─── PASSAGE GIVEN ───
Dinas Lingkungan Hidup dan Kebersihan (DLHK) Kota Bandung only has 1
monitoring device with a radius of measuring range of only 500 m, making it
impossible to properly monitor these significant air pollutants. Due to this,
monitoring of the air quality is only done for 0.469% of Bandung City's entire area.
The government is unable to increase the number of air quality monitoring units
because the equipment costs DLHK 400 million rupiah and requires expensive
routine maintenance. This means that the tool's pollutant statistics cannot
accurately represent the city of Bandung's total air quality. Additionally, it still
requires manual work to transfer and process data from the air quality monitoring
equipment to DLHK in Bandung City, and it takes two weeks to collect the data and
one month to process it in the lab. Not only that, but existing pollutant data cannot
be sent at any time to the government's air quality monitoring application
(ISPUnet), preventing the public from knowing the most recent air quality data and
making it challenging for DLHK to respond to complaints or other public
complaints when they arise.
This study suggests a low-cost online application for monitoring air quality that is
connected to the cloud and created with React Javascript to address this issue. This
web application can be accessed by users on desktop computers or mobile devices.
───
◆ EXERCISE DESCRIPTION:
Answer these questions from the passage on air quality monitoring in Bandung:
(a) How much does the monitoring equipment cost DLHK?
(b) How long does processing the data in the lab take?
(c) What was used to create the proposed web application?
─── GIVEN ENTRIES ───
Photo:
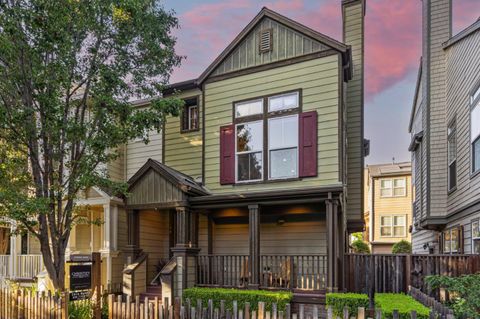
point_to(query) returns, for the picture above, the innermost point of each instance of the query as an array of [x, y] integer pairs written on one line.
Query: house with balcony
[[445, 131], [388, 205]]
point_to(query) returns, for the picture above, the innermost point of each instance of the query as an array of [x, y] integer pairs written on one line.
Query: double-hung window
[[395, 187], [476, 237], [275, 156], [452, 240], [452, 155], [475, 129], [393, 226]]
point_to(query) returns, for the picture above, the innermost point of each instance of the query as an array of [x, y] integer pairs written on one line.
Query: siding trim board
[[272, 65]]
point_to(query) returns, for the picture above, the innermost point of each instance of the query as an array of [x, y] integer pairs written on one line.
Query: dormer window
[[190, 115], [265, 44]]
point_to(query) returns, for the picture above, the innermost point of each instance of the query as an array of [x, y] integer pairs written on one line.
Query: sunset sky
[[392, 51]]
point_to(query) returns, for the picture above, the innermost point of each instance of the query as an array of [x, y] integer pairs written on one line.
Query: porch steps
[[152, 292]]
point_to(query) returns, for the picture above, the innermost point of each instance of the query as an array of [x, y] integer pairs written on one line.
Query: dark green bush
[[387, 302], [281, 298], [403, 303], [402, 247], [464, 293], [360, 247], [338, 301]]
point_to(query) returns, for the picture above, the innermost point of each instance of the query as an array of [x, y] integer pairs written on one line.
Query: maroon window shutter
[[307, 144], [227, 154]]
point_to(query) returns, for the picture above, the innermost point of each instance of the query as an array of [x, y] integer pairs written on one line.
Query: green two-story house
[[259, 181]]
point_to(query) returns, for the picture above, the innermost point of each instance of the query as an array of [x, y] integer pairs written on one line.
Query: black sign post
[[80, 277], [85, 279]]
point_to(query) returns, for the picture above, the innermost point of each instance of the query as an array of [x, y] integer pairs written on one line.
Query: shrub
[[403, 303], [463, 291], [360, 247], [387, 302], [402, 247], [281, 298], [80, 309], [338, 301]]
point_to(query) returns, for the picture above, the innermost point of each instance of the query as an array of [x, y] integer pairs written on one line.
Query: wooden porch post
[[185, 251], [132, 249], [254, 245], [332, 238]]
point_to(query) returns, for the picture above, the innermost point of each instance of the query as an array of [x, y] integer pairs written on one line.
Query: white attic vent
[[265, 40]]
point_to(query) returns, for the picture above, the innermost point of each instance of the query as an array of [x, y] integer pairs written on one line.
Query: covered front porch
[[180, 234], [292, 247]]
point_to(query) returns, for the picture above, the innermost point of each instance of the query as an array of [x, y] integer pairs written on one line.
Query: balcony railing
[[20, 267], [289, 272]]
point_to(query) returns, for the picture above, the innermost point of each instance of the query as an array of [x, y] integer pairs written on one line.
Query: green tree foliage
[[402, 247], [464, 293], [68, 70], [360, 247]]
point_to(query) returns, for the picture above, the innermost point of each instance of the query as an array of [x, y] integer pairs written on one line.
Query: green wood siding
[[318, 80], [183, 151], [353, 35], [286, 43]]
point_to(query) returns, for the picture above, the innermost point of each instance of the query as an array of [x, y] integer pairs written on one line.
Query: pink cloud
[[392, 32]]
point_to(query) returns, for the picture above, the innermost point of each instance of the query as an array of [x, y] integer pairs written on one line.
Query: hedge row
[[387, 302], [281, 298]]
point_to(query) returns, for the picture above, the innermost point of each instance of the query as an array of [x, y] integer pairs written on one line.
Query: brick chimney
[[353, 13]]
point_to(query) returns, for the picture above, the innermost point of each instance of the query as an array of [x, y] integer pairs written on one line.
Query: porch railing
[[302, 272], [222, 270], [4, 266], [20, 267], [28, 266]]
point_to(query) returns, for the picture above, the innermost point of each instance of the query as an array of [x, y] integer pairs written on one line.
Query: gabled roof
[[265, 12], [463, 34], [184, 182]]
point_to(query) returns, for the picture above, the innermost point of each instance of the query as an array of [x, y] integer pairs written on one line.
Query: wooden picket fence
[[362, 313], [26, 304], [155, 309]]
───
◆ FULL RESPONSE:
(a) 400 million rupiah
(b) One month
(c) React Javascript